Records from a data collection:
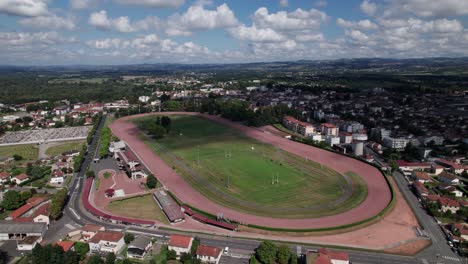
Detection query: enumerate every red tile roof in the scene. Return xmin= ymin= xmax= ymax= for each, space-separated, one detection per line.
xmin=321 ymin=123 xmax=337 ymax=129
xmin=196 ymin=245 xmax=222 ymax=258
xmin=27 ymin=197 xmax=47 ymax=207
xmin=9 ymin=204 xmax=33 ymax=219
xmin=56 ymin=241 xmax=75 ymax=252
xmin=414 ymin=171 xmax=431 ymax=180
xmin=396 ymin=160 xmax=430 ymax=168
xmin=413 ymin=181 xmax=428 ymax=194
xmin=89 ymin=231 xmax=123 ymax=243
xmin=0 ymin=172 xmax=9 ymax=179
xmin=283 ymin=116 xmax=311 ymax=128
xmin=32 ymin=202 xmax=50 ymax=217
xmin=439 ymin=172 xmax=457 ymax=180
xmin=438 ymin=197 xmax=460 ymax=208
xmin=12 ymin=217 xmax=34 ymax=223
xmin=318 ymin=248 xmax=349 ymax=261
xmin=168 ymin=235 xmax=192 ymax=249
xmin=14 ymin=173 xmax=29 ymax=181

## [Work task]
Repeat each entry precisely as it appears. Leave the pictures out.

## [Output below]
Detection query: enumerate every red tile roof in the scene. Return xmin= ymin= xmax= ymax= for each, space-separated, one detection per line.
xmin=321 ymin=123 xmax=337 ymax=129
xmin=196 ymin=245 xmax=222 ymax=258
xmin=27 ymin=197 xmax=47 ymax=207
xmin=9 ymin=204 xmax=33 ymax=219
xmin=56 ymin=241 xmax=75 ymax=252
xmin=414 ymin=171 xmax=431 ymax=180
xmin=396 ymin=160 xmax=430 ymax=168
xmin=413 ymin=181 xmax=428 ymax=194
xmin=89 ymin=231 xmax=123 ymax=243
xmin=0 ymin=172 xmax=9 ymax=179
xmin=283 ymin=116 xmax=311 ymax=128
xmin=32 ymin=202 xmax=50 ymax=217
xmin=439 ymin=172 xmax=457 ymax=180
xmin=438 ymin=197 xmax=460 ymax=208
xmin=12 ymin=217 xmax=34 ymax=223
xmin=318 ymin=248 xmax=349 ymax=261
xmin=168 ymin=235 xmax=192 ymax=249
xmin=14 ymin=173 xmax=29 ymax=181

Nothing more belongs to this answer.